**Task requirements**
Report, as a single number, how many lines of the records contain the word "segment".

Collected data

━━━━━━━━━━━━━━━━━━━━

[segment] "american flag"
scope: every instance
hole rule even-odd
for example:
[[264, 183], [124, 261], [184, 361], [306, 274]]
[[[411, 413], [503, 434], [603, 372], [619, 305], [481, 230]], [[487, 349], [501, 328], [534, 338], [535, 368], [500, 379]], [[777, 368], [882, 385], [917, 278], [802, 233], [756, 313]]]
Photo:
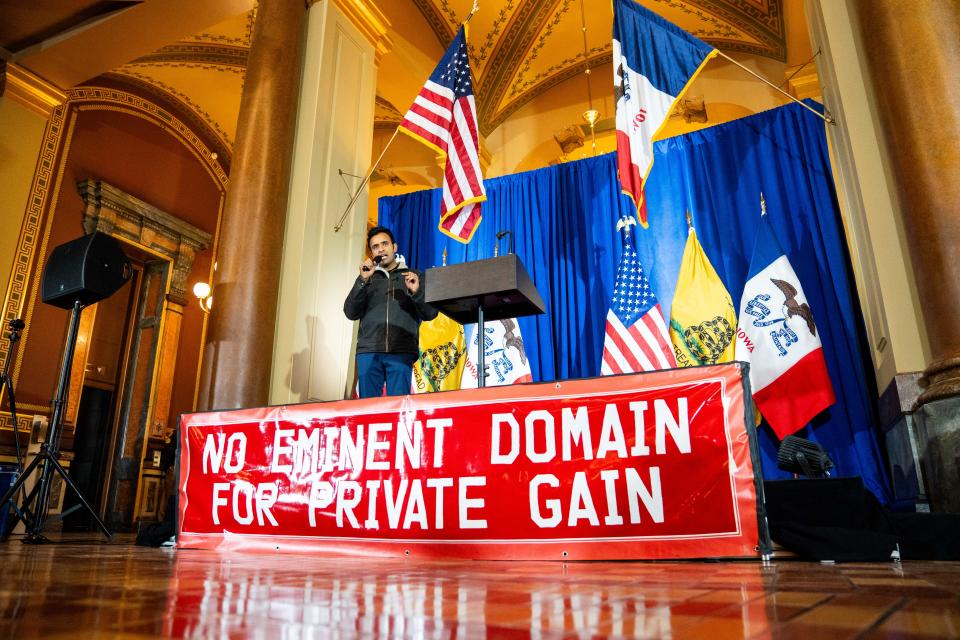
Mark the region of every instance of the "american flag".
[[470, 242], [480, 224], [480, 203], [487, 194], [480, 173], [477, 108], [462, 26], [404, 116], [400, 130], [446, 154], [440, 231]]
[[623, 225], [623, 255], [607, 312], [607, 335], [600, 364], [600, 373], [605, 376], [677, 366], [660, 303], [630, 238], [630, 224], [636, 223], [629, 220]]

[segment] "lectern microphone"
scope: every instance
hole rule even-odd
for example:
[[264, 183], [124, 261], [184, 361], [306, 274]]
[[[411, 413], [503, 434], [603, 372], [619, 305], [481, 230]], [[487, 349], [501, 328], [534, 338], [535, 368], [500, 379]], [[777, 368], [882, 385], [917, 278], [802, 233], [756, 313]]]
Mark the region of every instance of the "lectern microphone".
[[507, 253], [513, 253], [513, 231], [510, 231], [509, 229], [497, 231], [497, 247], [500, 246], [500, 240], [502, 240], [504, 236], [510, 236], [510, 248], [507, 250]]

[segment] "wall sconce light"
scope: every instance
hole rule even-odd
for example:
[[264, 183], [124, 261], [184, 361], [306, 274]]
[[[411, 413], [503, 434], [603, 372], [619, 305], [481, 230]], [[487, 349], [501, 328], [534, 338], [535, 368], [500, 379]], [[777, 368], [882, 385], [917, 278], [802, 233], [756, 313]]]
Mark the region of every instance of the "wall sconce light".
[[213, 308], [213, 296], [210, 295], [210, 285], [206, 282], [198, 282], [193, 285], [193, 295], [200, 301], [200, 310], [204, 313], [210, 313]]

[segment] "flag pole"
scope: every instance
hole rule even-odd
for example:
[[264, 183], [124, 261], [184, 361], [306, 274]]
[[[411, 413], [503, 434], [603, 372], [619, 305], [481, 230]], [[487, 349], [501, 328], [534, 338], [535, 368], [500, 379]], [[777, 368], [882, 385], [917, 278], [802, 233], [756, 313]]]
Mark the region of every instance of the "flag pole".
[[[479, 8], [480, 0], [473, 0], [473, 9], [471, 9], [470, 15], [467, 16], [467, 19], [464, 20], [464, 23], [470, 22], [470, 18], [473, 17], [473, 14], [475, 14]], [[377, 167], [380, 166], [380, 161], [383, 160], [383, 156], [387, 153], [387, 149], [390, 148], [390, 145], [393, 144], [393, 141], [396, 139], [398, 133], [400, 133], [400, 127], [397, 127], [396, 130], [394, 130], [393, 135], [390, 136], [390, 139], [387, 141], [383, 151], [380, 152], [380, 157], [377, 158], [377, 161], [373, 163], [372, 167], [370, 167], [370, 171], [368, 171], [367, 175], [363, 178], [363, 182], [360, 183], [360, 186], [357, 187], [357, 191], [353, 194], [353, 197], [350, 198], [350, 203], [347, 205], [346, 210], [343, 212], [343, 215], [340, 216], [340, 219], [337, 220], [336, 226], [333, 227], [334, 233], [337, 233], [343, 228], [343, 223], [347, 219], [347, 216], [350, 215], [350, 212], [353, 211], [353, 206], [357, 203], [360, 193], [363, 191], [363, 188], [367, 186], [367, 183], [370, 182], [370, 177], [373, 175], [373, 172], [377, 170]]]
[[347, 216], [350, 215], [350, 212], [353, 211], [353, 205], [357, 203], [357, 199], [360, 197], [360, 193], [363, 191], [363, 188], [367, 186], [367, 183], [370, 182], [370, 176], [373, 175], [373, 172], [377, 170], [377, 167], [380, 166], [380, 161], [383, 160], [383, 156], [387, 153], [387, 149], [390, 148], [390, 145], [393, 144], [393, 140], [397, 137], [397, 134], [400, 133], [400, 127], [397, 127], [393, 135], [390, 136], [390, 139], [387, 141], [387, 145], [383, 148], [383, 151], [380, 152], [380, 157], [377, 158], [377, 161], [373, 163], [373, 166], [370, 167], [370, 171], [367, 172], [367, 175], [363, 178], [363, 182], [360, 183], [360, 186], [357, 187], [356, 193], [353, 194], [353, 197], [350, 198], [350, 204], [347, 205], [346, 211], [343, 212], [343, 215], [340, 216], [340, 219], [337, 221], [336, 226], [333, 228], [333, 232], [337, 233], [340, 229], [343, 228], [343, 222], [347, 219]]
[[832, 115], [829, 111], [826, 110], [826, 107], [824, 107], [824, 112], [823, 112], [823, 113], [820, 113], [819, 111], [817, 111], [816, 109], [814, 109], [814, 108], [811, 107], [810, 105], [806, 104], [806, 103], [803, 102], [802, 100], [798, 100], [797, 98], [793, 97], [792, 95], [790, 95], [789, 93], [787, 93], [786, 91], [784, 91], [783, 89], [781, 89], [780, 87], [778, 87], [777, 85], [773, 84], [772, 82], [770, 82], [769, 80], [767, 80], [766, 78], [764, 78], [763, 76], [761, 76], [759, 73], [757, 73], [757, 72], [754, 71], [753, 69], [750, 69], [749, 67], [740, 64], [739, 62], [737, 62], [736, 60], [734, 60], [733, 58], [731, 58], [730, 56], [728, 56], [727, 54], [725, 54], [723, 51], [720, 51], [719, 49], [717, 49], [716, 51], [717, 51], [717, 54], [718, 54], [721, 58], [724, 58], [724, 59], [726, 59], [726, 60], [729, 60], [729, 61], [732, 62], [733, 64], [737, 65], [738, 67], [740, 67], [741, 69], [743, 69], [744, 71], [746, 71], [747, 73], [749, 73], [750, 75], [752, 75], [752, 76], [753, 76], [754, 78], [756, 78], [757, 80], [760, 80], [761, 82], [764, 82], [764, 83], [770, 85], [771, 87], [773, 87], [774, 89], [776, 89], [777, 91], [779, 91], [780, 93], [782, 93], [783, 95], [787, 96], [788, 98], [790, 98], [791, 100], [793, 100], [794, 102], [796, 102], [797, 104], [799, 104], [799, 105], [800, 105], [801, 107], [803, 107], [804, 109], [807, 109], [808, 111], [811, 111], [811, 112], [815, 113], [818, 118], [822, 118], [823, 121], [826, 122], [827, 124], [833, 124], [833, 125], [837, 124], [837, 121], [834, 119], [833, 115]]

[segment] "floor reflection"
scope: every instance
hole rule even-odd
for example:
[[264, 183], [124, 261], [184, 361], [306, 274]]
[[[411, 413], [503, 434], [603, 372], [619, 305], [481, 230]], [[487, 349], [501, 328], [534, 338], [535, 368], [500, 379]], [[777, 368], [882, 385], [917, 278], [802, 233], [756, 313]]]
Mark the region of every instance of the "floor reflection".
[[0, 544], [0, 636], [957, 637], [960, 567], [319, 559]]

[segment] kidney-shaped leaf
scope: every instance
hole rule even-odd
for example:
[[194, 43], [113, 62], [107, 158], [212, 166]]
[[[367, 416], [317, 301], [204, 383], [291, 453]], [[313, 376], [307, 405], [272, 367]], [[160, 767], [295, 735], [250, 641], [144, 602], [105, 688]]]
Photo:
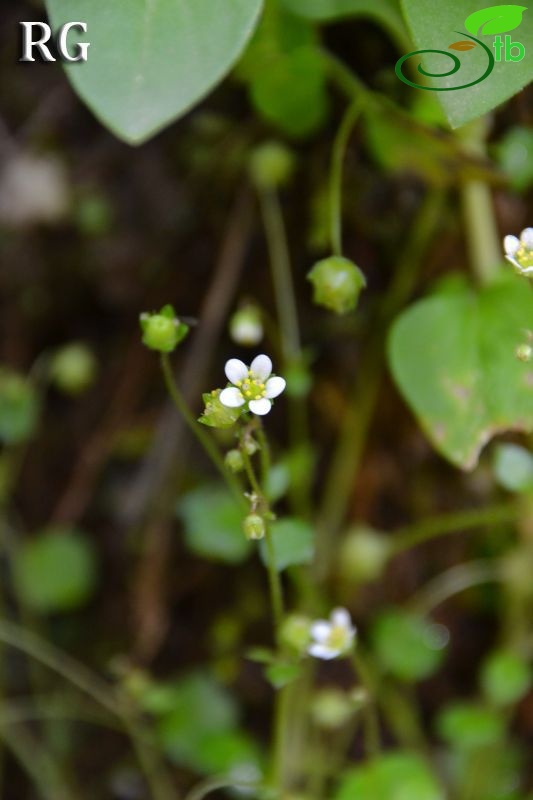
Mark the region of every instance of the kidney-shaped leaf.
[[[138, 144], [204, 97], [250, 38], [262, 0], [46, 0], [54, 28], [88, 25], [75, 90], [117, 136]], [[74, 44], [74, 30], [72, 44]]]
[[392, 327], [394, 378], [435, 448], [463, 469], [496, 433], [533, 430], [533, 367], [515, 354], [532, 323], [533, 293], [513, 277], [422, 300]]
[[[446, 3], [402, 0], [402, 4], [416, 47], [430, 51], [412, 55], [403, 65], [403, 74], [417, 84], [421, 83], [414, 78], [420, 64], [426, 72], [441, 76], [431, 78], [425, 87], [431, 86], [435, 90], [452, 128], [487, 114], [531, 81], [533, 25], [527, 24], [531, 10], [525, 12], [520, 25], [524, 6], [485, 8], [486, 0], [473, 0], [468, 7], [463, 0], [448, 0]], [[504, 12], [503, 9], [507, 10]], [[472, 13], [465, 21], [467, 11]], [[507, 43], [502, 37], [500, 47], [494, 34], [514, 28], [517, 29], [512, 39], [521, 46], [511, 50], [511, 37]], [[448, 51], [448, 47], [457, 40], [458, 33], [466, 33], [468, 37], [469, 32], [481, 36], [480, 44], [461, 55], [459, 68], [454, 70], [453, 53]], [[412, 66], [411, 71], [408, 65]], [[483, 75], [486, 77], [480, 81]]]

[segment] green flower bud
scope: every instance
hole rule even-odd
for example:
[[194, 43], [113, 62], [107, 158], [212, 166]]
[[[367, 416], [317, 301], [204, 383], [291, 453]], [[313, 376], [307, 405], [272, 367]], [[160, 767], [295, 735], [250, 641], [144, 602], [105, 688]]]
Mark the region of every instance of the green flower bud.
[[390, 553], [387, 537], [372, 528], [352, 528], [339, 552], [339, 571], [345, 580], [373, 581], [383, 573]]
[[164, 306], [159, 314], [141, 314], [140, 323], [143, 344], [160, 353], [171, 353], [189, 332], [170, 305]]
[[221, 389], [213, 389], [212, 392], [202, 395], [205, 408], [198, 422], [208, 428], [231, 428], [242, 414], [242, 408], [223, 405], [219, 400], [220, 392]]
[[259, 514], [248, 514], [244, 518], [242, 529], [247, 539], [263, 539], [266, 533], [265, 520]]
[[259, 450], [259, 445], [255, 439], [253, 439], [251, 436], [247, 436], [244, 440], [244, 449], [247, 455], [254, 456]]
[[318, 261], [307, 275], [314, 287], [313, 299], [336, 314], [352, 311], [359, 299], [366, 278], [352, 261], [330, 256]]
[[39, 398], [23, 375], [0, 368], [0, 442], [19, 444], [37, 427]]
[[313, 698], [311, 714], [321, 728], [342, 728], [353, 716], [350, 698], [340, 689], [322, 689]]
[[229, 450], [224, 462], [231, 472], [241, 472], [244, 469], [244, 459], [240, 450]]
[[81, 342], [62, 347], [50, 362], [50, 379], [66, 394], [80, 394], [88, 389], [96, 371], [97, 363], [92, 350]]
[[281, 624], [279, 636], [284, 647], [303, 656], [311, 642], [311, 620], [304, 614], [289, 614]]
[[250, 157], [250, 174], [260, 189], [277, 189], [288, 183], [294, 170], [291, 151], [280, 142], [265, 142]]
[[516, 348], [516, 357], [519, 361], [524, 361], [526, 364], [533, 358], [533, 347], [530, 344], [520, 344]]
[[249, 305], [236, 311], [230, 319], [229, 332], [233, 341], [243, 347], [259, 344], [264, 331], [257, 306]]

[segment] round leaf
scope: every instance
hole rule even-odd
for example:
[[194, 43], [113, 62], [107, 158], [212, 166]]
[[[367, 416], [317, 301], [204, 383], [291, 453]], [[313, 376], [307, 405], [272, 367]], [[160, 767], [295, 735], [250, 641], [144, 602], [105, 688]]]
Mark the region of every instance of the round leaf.
[[[279, 572], [297, 564], [310, 564], [313, 559], [313, 529], [301, 519], [281, 519], [270, 528], [272, 544]], [[268, 550], [263, 539], [260, 544], [261, 559], [267, 563]]]
[[439, 714], [437, 730], [458, 749], [477, 750], [503, 739], [505, 720], [499, 711], [475, 703], [455, 703]]
[[218, 486], [189, 492], [178, 503], [185, 525], [185, 540], [196, 555], [229, 564], [240, 564], [252, 545], [242, 532], [242, 509]]
[[[46, 0], [55, 29], [87, 23], [86, 62], [66, 68], [75, 90], [117, 136], [139, 144], [188, 111], [226, 75], [262, 0]], [[74, 37], [73, 37], [74, 43]]]
[[16, 552], [13, 578], [18, 594], [35, 611], [78, 608], [89, 599], [96, 582], [91, 540], [77, 531], [44, 531]]
[[481, 685], [493, 703], [516, 703], [529, 691], [532, 683], [531, 666], [516, 653], [496, 650], [483, 664]]
[[334, 800], [444, 800], [424, 761], [413, 753], [388, 753], [350, 770]]
[[405, 681], [427, 678], [443, 658], [442, 631], [420, 617], [388, 611], [374, 623], [372, 641], [385, 669]]

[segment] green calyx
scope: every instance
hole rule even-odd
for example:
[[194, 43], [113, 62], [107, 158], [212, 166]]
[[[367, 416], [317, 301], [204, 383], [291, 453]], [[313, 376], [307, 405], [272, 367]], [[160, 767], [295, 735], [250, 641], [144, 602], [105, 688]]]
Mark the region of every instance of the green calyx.
[[366, 286], [366, 278], [359, 267], [342, 256], [318, 261], [307, 278], [313, 284], [315, 303], [336, 314], [353, 311]]
[[143, 344], [160, 353], [171, 353], [189, 332], [188, 325], [178, 319], [171, 305], [156, 314], [141, 314], [139, 321]]

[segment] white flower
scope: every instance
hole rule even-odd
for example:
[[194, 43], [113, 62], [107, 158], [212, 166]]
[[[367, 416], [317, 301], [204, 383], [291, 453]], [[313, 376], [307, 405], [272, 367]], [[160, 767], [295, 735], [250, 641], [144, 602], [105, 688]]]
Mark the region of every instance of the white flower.
[[219, 399], [228, 408], [247, 404], [252, 414], [263, 416], [272, 408], [271, 400], [285, 389], [283, 378], [270, 377], [272, 361], [265, 355], [254, 358], [249, 368], [238, 358], [230, 358], [224, 371], [233, 386], [223, 389]]
[[525, 228], [517, 236], [506, 236], [503, 240], [505, 258], [521, 275], [533, 277], [533, 228]]
[[344, 655], [353, 645], [356, 631], [345, 608], [335, 608], [329, 620], [319, 619], [311, 625], [312, 643], [309, 655], [329, 661]]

━━━━━━━━━━━━━━━━━━━━

**Completed exercise**
10